▶ What is needed: Pull every line containing "window" from the entries.

Dataset entries:
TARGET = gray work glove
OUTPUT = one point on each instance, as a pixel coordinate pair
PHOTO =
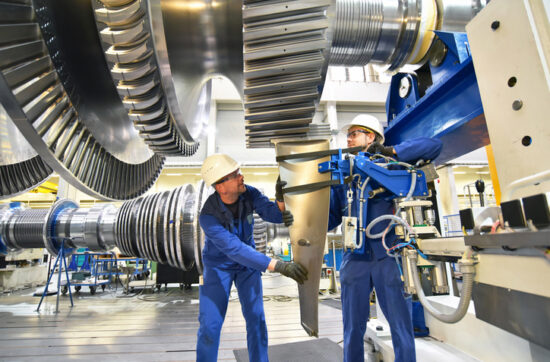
(377, 147)
(292, 270)
(288, 219)
(279, 189)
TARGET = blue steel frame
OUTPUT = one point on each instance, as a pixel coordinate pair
(451, 110)
(398, 182)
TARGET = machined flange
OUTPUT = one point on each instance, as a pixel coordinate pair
(51, 241)
(159, 227)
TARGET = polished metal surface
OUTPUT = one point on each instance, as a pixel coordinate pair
(72, 39)
(34, 97)
(310, 209)
(286, 51)
(394, 33)
(203, 191)
(195, 41)
(113, 326)
(455, 14)
(14, 148)
(131, 52)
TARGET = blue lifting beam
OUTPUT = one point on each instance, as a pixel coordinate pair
(450, 110)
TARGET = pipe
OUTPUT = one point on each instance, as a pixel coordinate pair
(468, 272)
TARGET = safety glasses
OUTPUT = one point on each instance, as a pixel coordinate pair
(355, 133)
(231, 176)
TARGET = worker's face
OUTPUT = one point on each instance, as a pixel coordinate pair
(232, 184)
(358, 136)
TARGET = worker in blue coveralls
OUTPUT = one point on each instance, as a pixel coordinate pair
(360, 273)
(229, 256)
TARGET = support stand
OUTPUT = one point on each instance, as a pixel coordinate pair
(59, 261)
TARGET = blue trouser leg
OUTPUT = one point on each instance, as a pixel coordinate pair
(249, 286)
(356, 286)
(213, 298)
(389, 291)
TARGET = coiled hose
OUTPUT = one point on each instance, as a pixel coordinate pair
(468, 272)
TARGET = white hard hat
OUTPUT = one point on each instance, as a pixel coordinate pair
(216, 167)
(369, 122)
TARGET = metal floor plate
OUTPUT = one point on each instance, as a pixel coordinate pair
(162, 328)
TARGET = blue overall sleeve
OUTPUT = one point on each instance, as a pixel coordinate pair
(418, 148)
(268, 210)
(231, 245)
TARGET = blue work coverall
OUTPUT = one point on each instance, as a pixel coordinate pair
(360, 273)
(229, 255)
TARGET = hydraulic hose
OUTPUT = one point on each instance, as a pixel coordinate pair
(361, 202)
(468, 272)
(394, 218)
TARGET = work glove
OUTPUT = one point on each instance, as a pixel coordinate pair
(377, 147)
(279, 189)
(288, 219)
(291, 270)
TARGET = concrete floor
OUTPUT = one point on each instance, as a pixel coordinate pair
(154, 327)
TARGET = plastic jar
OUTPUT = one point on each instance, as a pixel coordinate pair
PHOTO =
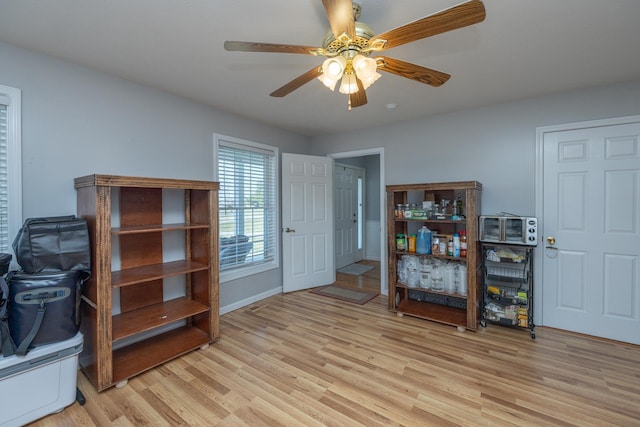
(412, 243)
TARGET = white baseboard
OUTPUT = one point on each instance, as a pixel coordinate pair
(251, 300)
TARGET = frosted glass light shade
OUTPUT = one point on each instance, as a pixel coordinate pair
(332, 70)
(365, 69)
(349, 84)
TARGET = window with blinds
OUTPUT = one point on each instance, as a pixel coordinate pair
(4, 181)
(247, 204)
(10, 166)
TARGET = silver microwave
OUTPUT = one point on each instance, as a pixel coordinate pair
(511, 230)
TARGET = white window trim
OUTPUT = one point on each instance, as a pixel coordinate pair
(234, 274)
(12, 97)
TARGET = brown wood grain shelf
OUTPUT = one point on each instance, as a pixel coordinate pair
(153, 316)
(155, 228)
(443, 314)
(429, 291)
(147, 273)
(141, 356)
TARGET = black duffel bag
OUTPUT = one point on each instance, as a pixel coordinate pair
(44, 308)
(53, 244)
(6, 343)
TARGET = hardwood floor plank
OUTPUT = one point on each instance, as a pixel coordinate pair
(305, 359)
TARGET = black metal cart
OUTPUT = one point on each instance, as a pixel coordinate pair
(507, 294)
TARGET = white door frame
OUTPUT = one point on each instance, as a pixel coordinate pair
(384, 289)
(539, 196)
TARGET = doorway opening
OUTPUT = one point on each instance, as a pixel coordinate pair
(371, 208)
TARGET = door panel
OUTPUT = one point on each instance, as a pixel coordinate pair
(307, 221)
(347, 219)
(591, 205)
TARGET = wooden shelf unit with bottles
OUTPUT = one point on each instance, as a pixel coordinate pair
(465, 313)
(131, 234)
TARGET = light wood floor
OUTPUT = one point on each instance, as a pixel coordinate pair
(302, 360)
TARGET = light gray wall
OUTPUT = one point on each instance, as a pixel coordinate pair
(77, 121)
(494, 145)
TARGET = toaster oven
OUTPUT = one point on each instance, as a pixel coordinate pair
(512, 230)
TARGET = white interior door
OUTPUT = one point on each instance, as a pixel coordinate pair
(591, 221)
(307, 222)
(348, 214)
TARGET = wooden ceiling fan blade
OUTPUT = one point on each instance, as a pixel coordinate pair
(238, 46)
(359, 98)
(340, 15)
(412, 71)
(297, 82)
(459, 16)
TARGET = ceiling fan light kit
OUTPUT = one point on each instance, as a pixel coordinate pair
(349, 44)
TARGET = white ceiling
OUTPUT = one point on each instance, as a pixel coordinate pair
(524, 48)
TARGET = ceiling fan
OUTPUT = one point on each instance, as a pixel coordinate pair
(349, 45)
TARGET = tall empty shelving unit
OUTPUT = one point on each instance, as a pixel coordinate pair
(153, 294)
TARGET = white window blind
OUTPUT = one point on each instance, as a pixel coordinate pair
(247, 205)
(10, 166)
(4, 181)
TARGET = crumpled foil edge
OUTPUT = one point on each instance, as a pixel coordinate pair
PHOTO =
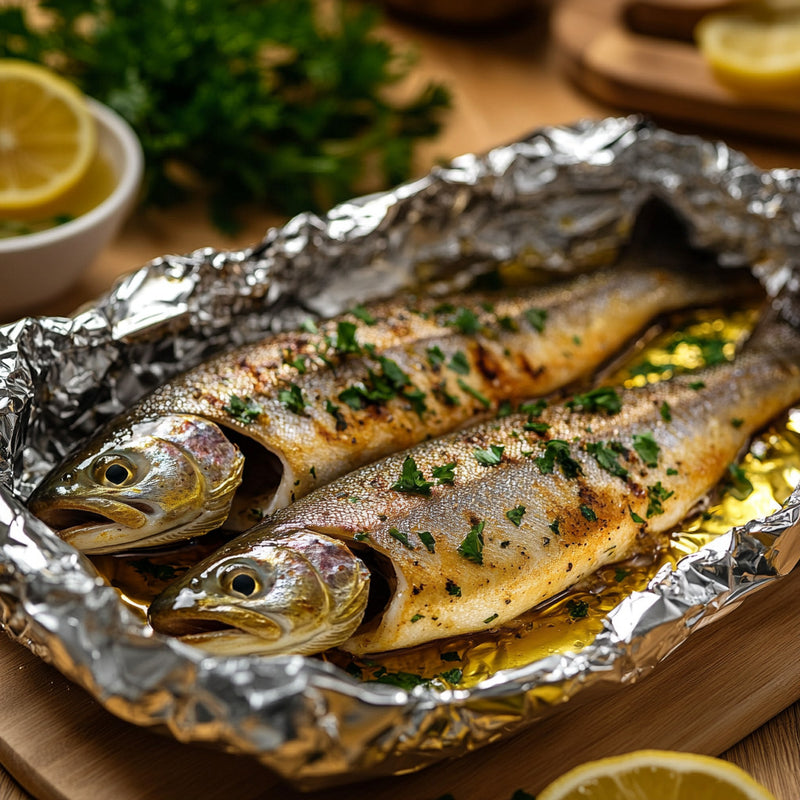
(562, 198)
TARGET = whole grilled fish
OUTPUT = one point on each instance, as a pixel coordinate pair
(468, 531)
(253, 429)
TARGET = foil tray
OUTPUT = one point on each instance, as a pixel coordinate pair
(561, 199)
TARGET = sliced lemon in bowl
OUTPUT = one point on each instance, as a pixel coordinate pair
(754, 48)
(48, 137)
(656, 775)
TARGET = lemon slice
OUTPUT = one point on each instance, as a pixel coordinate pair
(47, 135)
(754, 49)
(656, 775)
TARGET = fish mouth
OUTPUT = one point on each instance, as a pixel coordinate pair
(87, 519)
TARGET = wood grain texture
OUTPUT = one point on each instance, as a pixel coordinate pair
(504, 85)
(727, 680)
(660, 76)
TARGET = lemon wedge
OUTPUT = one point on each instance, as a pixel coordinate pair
(755, 48)
(656, 775)
(48, 136)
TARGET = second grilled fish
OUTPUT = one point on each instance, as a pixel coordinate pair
(303, 408)
(468, 531)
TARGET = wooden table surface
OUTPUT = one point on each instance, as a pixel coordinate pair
(505, 82)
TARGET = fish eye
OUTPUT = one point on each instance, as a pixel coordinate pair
(113, 470)
(241, 581)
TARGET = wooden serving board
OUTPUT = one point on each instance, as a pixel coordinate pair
(664, 76)
(726, 680)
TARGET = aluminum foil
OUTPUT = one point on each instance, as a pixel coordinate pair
(561, 199)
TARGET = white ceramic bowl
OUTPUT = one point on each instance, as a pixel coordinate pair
(38, 266)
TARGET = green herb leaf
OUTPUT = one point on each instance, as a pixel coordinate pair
(244, 410)
(444, 474)
(655, 496)
(426, 537)
(557, 452)
(293, 398)
(490, 457)
(516, 514)
(607, 458)
(577, 609)
(303, 94)
(472, 546)
(647, 448)
(411, 479)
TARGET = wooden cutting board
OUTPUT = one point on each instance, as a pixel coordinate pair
(726, 680)
(662, 75)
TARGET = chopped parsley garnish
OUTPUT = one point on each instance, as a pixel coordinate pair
(504, 409)
(577, 609)
(516, 514)
(635, 517)
(452, 675)
(655, 496)
(292, 398)
(359, 312)
(459, 363)
(245, 411)
(602, 398)
(482, 399)
(401, 537)
(737, 483)
(490, 457)
(334, 411)
(445, 473)
(537, 318)
(607, 457)
(450, 655)
(411, 479)
(533, 408)
(435, 356)
(472, 546)
(346, 338)
(557, 452)
(466, 320)
(647, 448)
(426, 537)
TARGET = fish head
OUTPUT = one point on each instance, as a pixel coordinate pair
(295, 593)
(143, 484)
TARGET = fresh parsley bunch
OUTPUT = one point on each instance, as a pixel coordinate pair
(280, 102)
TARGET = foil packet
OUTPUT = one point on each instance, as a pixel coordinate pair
(562, 199)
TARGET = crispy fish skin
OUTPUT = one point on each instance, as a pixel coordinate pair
(573, 491)
(308, 407)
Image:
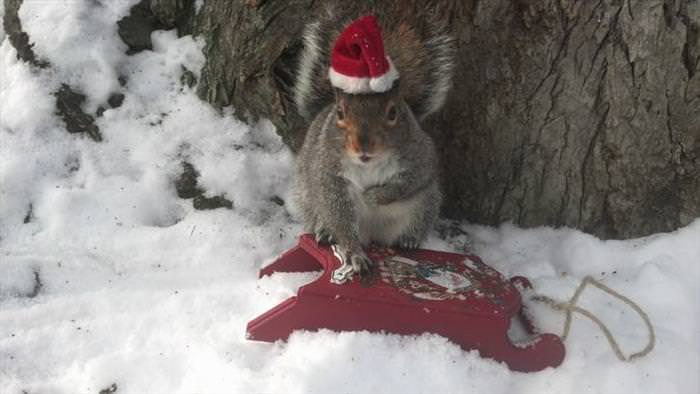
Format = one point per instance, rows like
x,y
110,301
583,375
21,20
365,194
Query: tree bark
x,y
566,113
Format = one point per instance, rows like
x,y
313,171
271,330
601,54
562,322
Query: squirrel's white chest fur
x,y
375,172
383,224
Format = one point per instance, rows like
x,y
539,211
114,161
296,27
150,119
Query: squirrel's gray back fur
x,y
423,57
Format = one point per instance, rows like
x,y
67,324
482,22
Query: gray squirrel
x,y
367,172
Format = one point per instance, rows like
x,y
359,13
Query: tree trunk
x,y
563,112
575,113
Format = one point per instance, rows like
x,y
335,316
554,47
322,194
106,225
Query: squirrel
x,y
367,172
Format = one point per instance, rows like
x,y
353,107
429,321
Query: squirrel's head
x,y
371,124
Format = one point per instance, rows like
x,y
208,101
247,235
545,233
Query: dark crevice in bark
x,y
17,37
187,187
69,108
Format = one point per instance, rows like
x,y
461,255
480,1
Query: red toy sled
x,y
414,292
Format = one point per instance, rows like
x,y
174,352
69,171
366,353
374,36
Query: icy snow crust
x,y
139,289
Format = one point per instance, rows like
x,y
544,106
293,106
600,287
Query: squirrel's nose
x,y
364,141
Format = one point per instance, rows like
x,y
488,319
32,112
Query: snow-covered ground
x,y
140,290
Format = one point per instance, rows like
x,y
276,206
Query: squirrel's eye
x,y
391,114
339,113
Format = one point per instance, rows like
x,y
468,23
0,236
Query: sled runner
x,y
413,292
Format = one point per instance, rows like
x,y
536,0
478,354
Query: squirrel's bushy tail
x,y
422,51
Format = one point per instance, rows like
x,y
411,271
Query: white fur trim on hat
x,y
354,85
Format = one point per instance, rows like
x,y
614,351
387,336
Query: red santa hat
x,y
358,62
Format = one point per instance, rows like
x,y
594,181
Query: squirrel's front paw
x,y
362,265
407,242
324,237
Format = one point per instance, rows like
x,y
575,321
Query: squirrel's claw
x,y
407,242
324,237
362,265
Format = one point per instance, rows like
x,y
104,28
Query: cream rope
x,y
570,307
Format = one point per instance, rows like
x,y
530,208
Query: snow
x,y
139,289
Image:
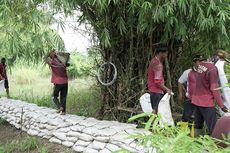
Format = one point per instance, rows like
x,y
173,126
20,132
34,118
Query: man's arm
x,y
158,77
213,77
1,72
180,91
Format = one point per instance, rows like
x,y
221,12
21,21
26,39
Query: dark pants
x,y
155,99
207,114
188,111
62,90
6,84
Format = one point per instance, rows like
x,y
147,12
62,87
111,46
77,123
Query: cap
x,y
198,57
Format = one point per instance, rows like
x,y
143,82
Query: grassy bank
x,y
31,83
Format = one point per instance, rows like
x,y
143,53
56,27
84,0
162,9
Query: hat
x,y
198,57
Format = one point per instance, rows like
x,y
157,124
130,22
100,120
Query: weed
x,y
2,121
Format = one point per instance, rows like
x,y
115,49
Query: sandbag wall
x,y
83,134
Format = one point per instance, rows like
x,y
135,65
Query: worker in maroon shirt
x,y
155,78
60,80
204,94
3,76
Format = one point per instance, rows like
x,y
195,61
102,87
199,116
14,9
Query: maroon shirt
x,y
191,83
155,76
59,73
205,88
3,71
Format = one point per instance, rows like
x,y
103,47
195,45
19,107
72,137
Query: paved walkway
x,y
87,135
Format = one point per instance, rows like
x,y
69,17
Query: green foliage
x,y
174,139
26,81
43,150
25,31
28,144
80,66
2,121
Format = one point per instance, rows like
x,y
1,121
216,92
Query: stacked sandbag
x,y
83,134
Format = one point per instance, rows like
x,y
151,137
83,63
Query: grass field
x,y
32,84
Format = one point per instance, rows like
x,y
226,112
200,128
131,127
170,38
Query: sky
x,y
75,36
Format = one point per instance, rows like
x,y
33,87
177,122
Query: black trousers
x,y
62,90
188,111
155,99
207,114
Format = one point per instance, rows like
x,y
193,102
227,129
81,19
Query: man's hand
x,y
169,91
224,109
180,97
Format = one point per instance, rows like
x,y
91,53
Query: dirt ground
x,y
9,134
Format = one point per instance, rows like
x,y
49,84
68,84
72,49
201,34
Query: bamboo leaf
x,y
138,116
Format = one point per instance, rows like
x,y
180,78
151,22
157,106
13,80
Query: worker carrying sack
x,y
146,103
164,110
2,87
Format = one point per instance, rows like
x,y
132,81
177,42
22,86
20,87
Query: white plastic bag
x,y
164,110
2,87
146,103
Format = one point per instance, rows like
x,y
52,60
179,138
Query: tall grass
x,y
31,83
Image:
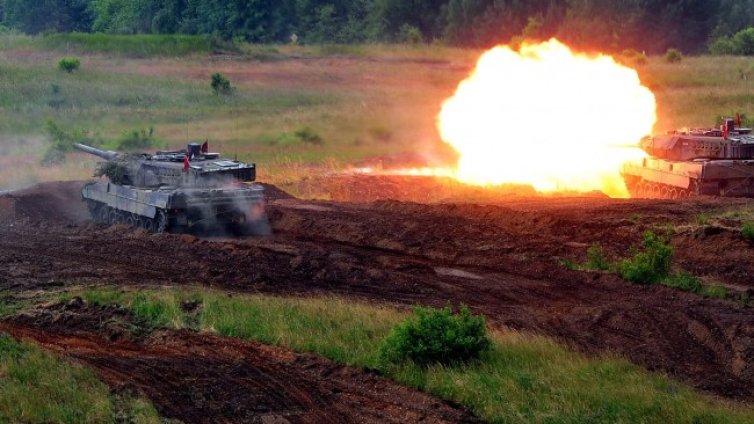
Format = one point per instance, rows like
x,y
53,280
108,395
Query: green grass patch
x,y
521,378
650,264
139,45
37,387
747,231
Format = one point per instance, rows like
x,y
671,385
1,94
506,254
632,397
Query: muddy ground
x,y
501,255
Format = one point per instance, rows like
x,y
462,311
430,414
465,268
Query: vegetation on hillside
x,y
644,25
37,387
520,378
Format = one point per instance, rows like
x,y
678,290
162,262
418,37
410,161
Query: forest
x,y
651,26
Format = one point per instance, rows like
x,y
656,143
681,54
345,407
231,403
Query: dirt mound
x,y
272,192
369,188
58,202
201,378
504,260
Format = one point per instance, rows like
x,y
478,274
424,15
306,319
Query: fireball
x,y
548,117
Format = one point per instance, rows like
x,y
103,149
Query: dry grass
x,y
523,378
363,101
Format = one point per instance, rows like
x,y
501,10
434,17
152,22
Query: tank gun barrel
x,y
104,154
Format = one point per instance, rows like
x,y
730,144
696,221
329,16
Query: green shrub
x,y
220,84
673,56
436,336
595,258
683,282
129,45
651,264
61,142
747,230
69,64
411,34
722,46
308,135
632,56
743,41
715,292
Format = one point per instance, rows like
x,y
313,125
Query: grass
x,y
649,264
139,45
522,378
37,387
362,101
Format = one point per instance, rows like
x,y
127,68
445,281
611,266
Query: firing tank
x,y
692,162
175,191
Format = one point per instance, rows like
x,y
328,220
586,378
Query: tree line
x,y
614,25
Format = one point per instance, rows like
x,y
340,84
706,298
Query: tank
x,y
691,162
177,191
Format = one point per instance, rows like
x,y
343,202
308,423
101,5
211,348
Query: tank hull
x,y
176,209
662,178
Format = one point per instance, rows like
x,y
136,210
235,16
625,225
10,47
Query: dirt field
x,y
504,259
200,378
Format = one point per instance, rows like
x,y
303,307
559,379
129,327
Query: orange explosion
x,y
549,117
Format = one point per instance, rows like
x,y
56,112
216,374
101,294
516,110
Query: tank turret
x,y
194,167
176,191
690,162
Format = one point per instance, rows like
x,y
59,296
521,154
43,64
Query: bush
x,y
595,258
69,64
411,34
61,142
436,336
220,84
747,230
128,45
716,292
683,282
673,56
631,56
651,265
722,46
307,135
743,42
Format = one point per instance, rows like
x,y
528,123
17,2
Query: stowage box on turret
x,y
178,191
690,162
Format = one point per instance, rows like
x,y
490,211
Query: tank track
x,y
650,190
103,214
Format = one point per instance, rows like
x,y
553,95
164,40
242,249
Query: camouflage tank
x,y
179,191
691,162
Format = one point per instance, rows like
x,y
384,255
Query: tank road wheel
x,y
103,216
147,224
665,192
160,222
94,209
641,190
112,216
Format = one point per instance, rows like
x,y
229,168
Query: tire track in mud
x,y
390,252
201,378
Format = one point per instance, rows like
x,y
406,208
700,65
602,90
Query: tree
x,y
34,17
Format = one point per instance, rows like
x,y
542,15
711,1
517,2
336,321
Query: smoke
x,y
236,215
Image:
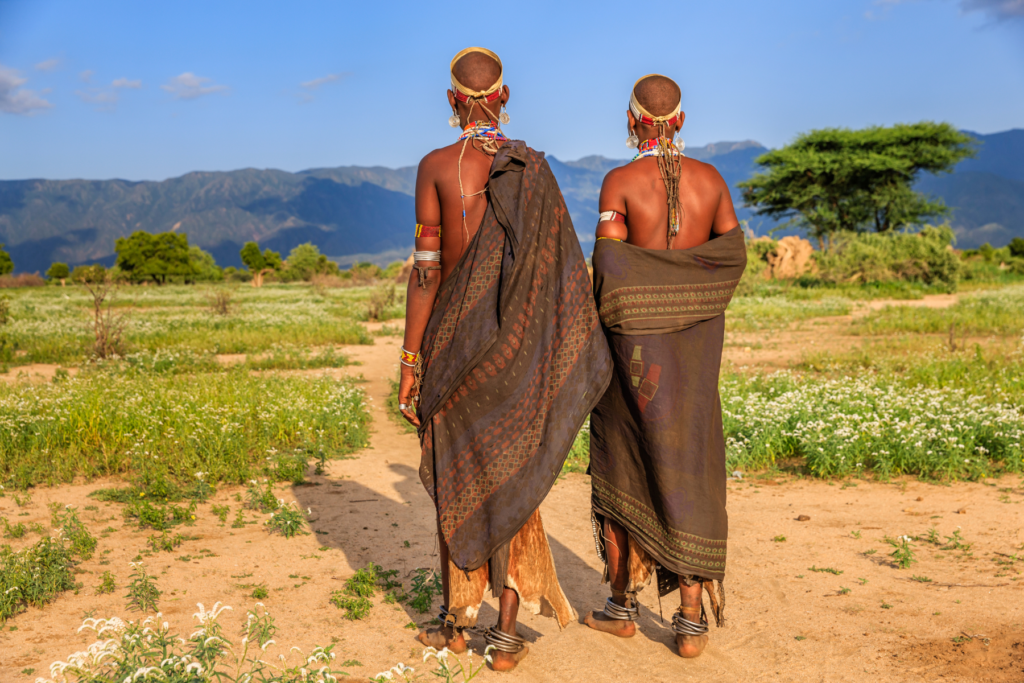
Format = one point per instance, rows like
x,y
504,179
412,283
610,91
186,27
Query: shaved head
x,y
476,71
657,94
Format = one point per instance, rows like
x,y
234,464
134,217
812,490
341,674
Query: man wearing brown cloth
x,y
503,358
669,256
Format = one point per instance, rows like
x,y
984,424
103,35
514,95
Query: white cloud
x,y
324,80
999,10
48,65
14,98
189,86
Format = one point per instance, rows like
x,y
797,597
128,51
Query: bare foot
x,y
507,660
601,622
691,646
440,637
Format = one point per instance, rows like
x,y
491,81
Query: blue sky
x,y
150,90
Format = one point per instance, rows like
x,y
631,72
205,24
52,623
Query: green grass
x,y
53,325
230,426
751,313
35,575
991,312
579,458
846,426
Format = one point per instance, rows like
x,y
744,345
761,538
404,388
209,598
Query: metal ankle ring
x,y
616,611
449,620
684,627
503,642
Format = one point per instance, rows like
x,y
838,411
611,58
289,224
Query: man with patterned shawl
x,y
502,361
669,256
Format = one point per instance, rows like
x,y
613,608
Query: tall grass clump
x,y
34,575
847,426
231,426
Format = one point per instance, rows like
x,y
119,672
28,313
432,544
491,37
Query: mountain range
x,y
357,213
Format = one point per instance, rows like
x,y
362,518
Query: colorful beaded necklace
x,y
483,130
651,148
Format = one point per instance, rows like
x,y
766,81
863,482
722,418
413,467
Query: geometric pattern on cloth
x,y
513,360
463,494
707,555
666,302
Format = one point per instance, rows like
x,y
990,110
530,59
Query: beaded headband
x,y
645,117
464,94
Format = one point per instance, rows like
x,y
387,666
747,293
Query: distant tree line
x,y
167,257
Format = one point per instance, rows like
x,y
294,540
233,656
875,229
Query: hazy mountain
x,y
367,213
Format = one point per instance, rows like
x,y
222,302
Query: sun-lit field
x,y
231,413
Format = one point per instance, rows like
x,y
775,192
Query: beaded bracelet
x,y
409,358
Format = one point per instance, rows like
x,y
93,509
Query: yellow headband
x,y
459,87
640,113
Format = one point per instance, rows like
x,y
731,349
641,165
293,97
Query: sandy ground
x,y
785,622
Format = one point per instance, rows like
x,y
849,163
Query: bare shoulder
x,y
434,159
620,175
702,172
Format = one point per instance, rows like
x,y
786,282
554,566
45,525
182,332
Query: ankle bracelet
x,y
684,627
503,642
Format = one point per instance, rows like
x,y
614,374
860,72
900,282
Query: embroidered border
x,y
691,550
666,301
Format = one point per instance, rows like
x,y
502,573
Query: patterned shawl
x,y
514,360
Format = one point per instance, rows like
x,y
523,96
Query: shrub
x,y
34,575
925,257
22,280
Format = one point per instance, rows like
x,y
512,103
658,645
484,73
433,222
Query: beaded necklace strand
x,y
494,137
652,148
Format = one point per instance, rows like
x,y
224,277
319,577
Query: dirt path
x,y
785,622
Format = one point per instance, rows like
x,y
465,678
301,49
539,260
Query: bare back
x,y
438,200
637,191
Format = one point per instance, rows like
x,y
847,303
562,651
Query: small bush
x,y
22,280
926,257
142,592
34,575
287,520
107,584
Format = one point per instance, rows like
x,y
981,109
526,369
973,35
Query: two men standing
x,y
506,353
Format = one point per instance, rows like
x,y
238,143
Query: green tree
x,y
306,260
6,265
59,271
837,179
89,274
160,256
1017,247
204,265
259,263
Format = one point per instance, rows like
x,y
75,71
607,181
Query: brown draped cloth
x,y
657,451
513,361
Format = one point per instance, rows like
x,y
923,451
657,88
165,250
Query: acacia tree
x,y
838,179
158,256
59,271
259,263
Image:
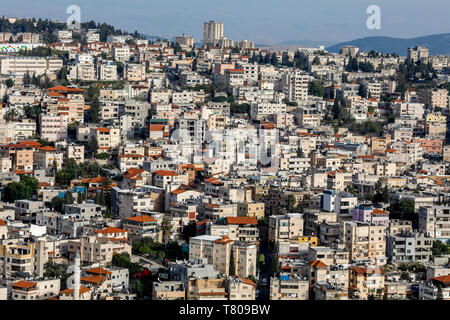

▶ Exercise solution:
TARGET = window with blinds
TARGET = white window trim
TARGET = white window blind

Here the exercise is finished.